=== Description of the task ===
Would you reproduce, word for word, only the lines running from the top of the data through the line containing "rough mask: <svg", and none of the pictures?

=== Collected data ===
== Segment start ==
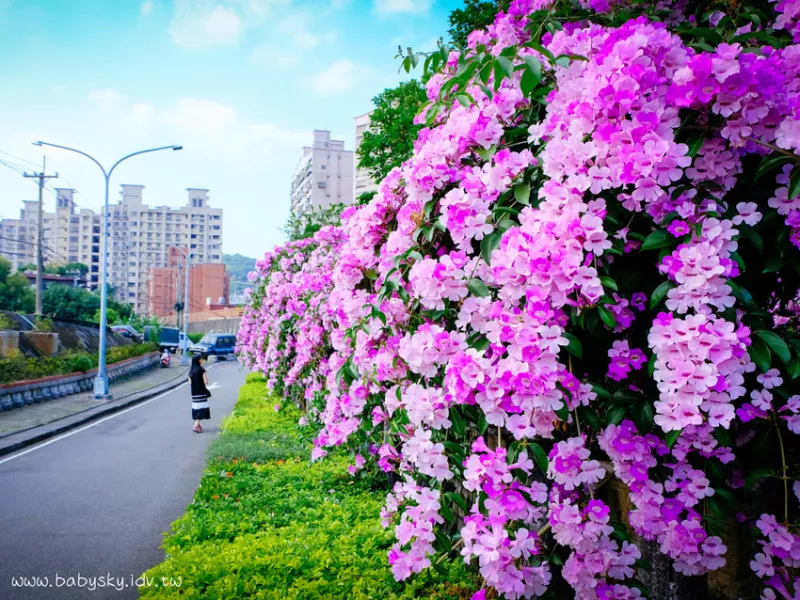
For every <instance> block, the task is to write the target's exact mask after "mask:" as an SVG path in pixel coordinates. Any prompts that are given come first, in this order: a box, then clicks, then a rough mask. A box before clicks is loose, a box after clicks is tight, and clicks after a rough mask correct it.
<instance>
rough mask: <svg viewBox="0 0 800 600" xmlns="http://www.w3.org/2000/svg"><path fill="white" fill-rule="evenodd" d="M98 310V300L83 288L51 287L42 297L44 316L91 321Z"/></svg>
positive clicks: (99, 300) (46, 290) (97, 298)
mask: <svg viewBox="0 0 800 600" xmlns="http://www.w3.org/2000/svg"><path fill="white" fill-rule="evenodd" d="M99 308H100V298H98V297H97V296H96V295H95V294H93V293H91V292H90V291H88V290H85V289H83V288H74V287H70V286H66V285H51V286H48V288H47V289H46V290H45V292H44V296H42V311H43V312H44V314H46V315H49V316H51V317H55V318H59V319H73V320H75V321H91V320H92V317H93V316H94V314H95V312H97V310H98V309H99Z"/></svg>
== Segment end ==
=== Exercise output ===
For every <instance> block, the task is to write the target's exact mask after "mask:" as an SVG path in pixel coordinates. Any prompts that are given come first, in this order: a box, then clicks, then a rough mask. A box before clicks is loose, a box after clicks is tight, and clicks after a rough mask correct it.
<instance>
rough mask: <svg viewBox="0 0 800 600" xmlns="http://www.w3.org/2000/svg"><path fill="white" fill-rule="evenodd" d="M98 310V300L83 288L51 287L42 297L44 316L91 321Z"/></svg>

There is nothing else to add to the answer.